▶ **SUPPLIED PASSAGE**:
******
Cairrge Brachaidhe, aka Carrickbraghy or Carrichbrack, was a Gaelic-Irish medieval territory located in Inishowen, County Donegal, Ireland.

Overview
Thought to have been named after, or by, Brachaidi mac Diarmata of the Cenél Fergusa (see List of Irish clans in Ulster), a clan who held the territory from the early medieval period. The family of Ó Maol Fábhail were its kings.

In the early modern era it was part of the barony of Inishowen West, in County Donegal.

Cairrge Brachaidhe in the Irish annals
 721: Snedgus Dearg Ua Brachaidhe, was slain in battle on the side of Aedh Allan, son of Fearghal, and the Cinel Eoghain.
 834, Fearghus son of Badhbhchadh, lord of Carraig (Cairge or Cairrge) Brach Aidhe, was slain by the Munstermen.
 857, Seghonnán, son of Conang, lord of Carraig Brachaidhe, died.
******
▶ **ACTIVITIES**:
a. Summarize the passage on Cairrge Brachaidhe in two sentences.
b. Please carry on the passage on Cairrge Brachaidhe from its last line.
******
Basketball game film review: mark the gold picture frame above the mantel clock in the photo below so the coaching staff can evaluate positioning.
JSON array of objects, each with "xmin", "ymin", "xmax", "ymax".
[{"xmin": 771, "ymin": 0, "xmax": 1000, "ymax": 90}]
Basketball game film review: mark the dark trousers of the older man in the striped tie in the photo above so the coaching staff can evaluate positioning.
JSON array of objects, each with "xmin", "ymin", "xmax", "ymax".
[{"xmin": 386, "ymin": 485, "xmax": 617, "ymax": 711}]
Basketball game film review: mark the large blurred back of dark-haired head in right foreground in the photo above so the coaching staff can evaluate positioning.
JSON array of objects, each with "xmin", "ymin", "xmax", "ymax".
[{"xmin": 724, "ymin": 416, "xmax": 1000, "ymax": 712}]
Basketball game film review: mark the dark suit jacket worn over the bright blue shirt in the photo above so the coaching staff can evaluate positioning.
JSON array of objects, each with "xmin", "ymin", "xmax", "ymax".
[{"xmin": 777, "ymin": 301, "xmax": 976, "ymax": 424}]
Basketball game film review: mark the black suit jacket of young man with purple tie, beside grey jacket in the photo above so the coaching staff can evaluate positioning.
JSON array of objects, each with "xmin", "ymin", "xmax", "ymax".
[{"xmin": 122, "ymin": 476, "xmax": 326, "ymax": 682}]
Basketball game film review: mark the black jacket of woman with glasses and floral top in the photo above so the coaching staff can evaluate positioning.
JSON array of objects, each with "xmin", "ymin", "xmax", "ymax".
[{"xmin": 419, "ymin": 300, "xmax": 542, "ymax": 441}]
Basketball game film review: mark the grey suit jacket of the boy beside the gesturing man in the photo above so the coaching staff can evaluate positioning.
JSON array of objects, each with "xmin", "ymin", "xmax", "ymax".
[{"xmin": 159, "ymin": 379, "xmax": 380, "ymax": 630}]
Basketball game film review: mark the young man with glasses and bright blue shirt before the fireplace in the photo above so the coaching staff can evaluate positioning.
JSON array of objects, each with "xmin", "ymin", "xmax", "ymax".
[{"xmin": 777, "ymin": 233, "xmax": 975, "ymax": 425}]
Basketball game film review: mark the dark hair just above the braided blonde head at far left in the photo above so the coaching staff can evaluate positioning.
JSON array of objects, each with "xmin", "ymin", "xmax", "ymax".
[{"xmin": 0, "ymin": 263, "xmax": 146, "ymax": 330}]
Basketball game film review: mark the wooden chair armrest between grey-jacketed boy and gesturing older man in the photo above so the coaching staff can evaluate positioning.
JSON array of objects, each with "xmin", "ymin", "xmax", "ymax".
******
▶ **RESULTS IN ORDER**:
a. Cairrge Brachaidhe, also known as Carrickbraghy or Carrichbrack, was a Gaelic-Irish medieval territory in Inishowen, County Donegal, thought to be named after or by Brachaidi mac Diarmata of the Cenél Fergusa, a clan that held it from the early medieval period, and the Ó Maol Fábhail family were its kings. In the early modern era it was part of the barony of Inishowen West, and the Irish annals record the deaths of men connected with it in 721, 834 and 857.

b.
 859, Sechonnan filius Conaing, rex Cairgi Brachaide, died.
 878/81, Maelfabhaill, son of Loingseach, lord of Carraig Brachaighe (or Chairrge Brachaighe), died.
 907, Ruarc, mac Maol Fabhaill, tighearna Cairrge Brachaidhe, died.
 965/67, Tigernach mac Ruairc, ri Carce Brachaidhe, died.
 1014, Cú Dubh, mac Maol Fabhaill, toiseach Cairrge Brachaighe was slain by the Síl Taidhg i m-Breghaibh.
 1053, Flaithbhertach Ua Mael Fabhaill, tigherna Cairrcce Brachaidhe, died.
 1065, Muircertach Ua Mael Fhabaill ri Cairce Brachaidhe was slain by the Ui Meithe Menna Tire.
 1082, Gilla Crist Ua Mael Fhabaill ri Cairrce Brachaidhe, died.
 1102, Sitricc Ua Maol Fabhaill tigherna Cairrge Brachaidhe.
 1166, Aedh Ua Mael Fhabhaill, tigherna Cairrcce Brachaidhe, was slain by the son of Néll Uí Lochlainn.
 1198, Cathalan O'Mulfavil, Lord of Carrick-Braghy, was slain by O'Dearan, who was himself slain immediately afterwards in revenge of him.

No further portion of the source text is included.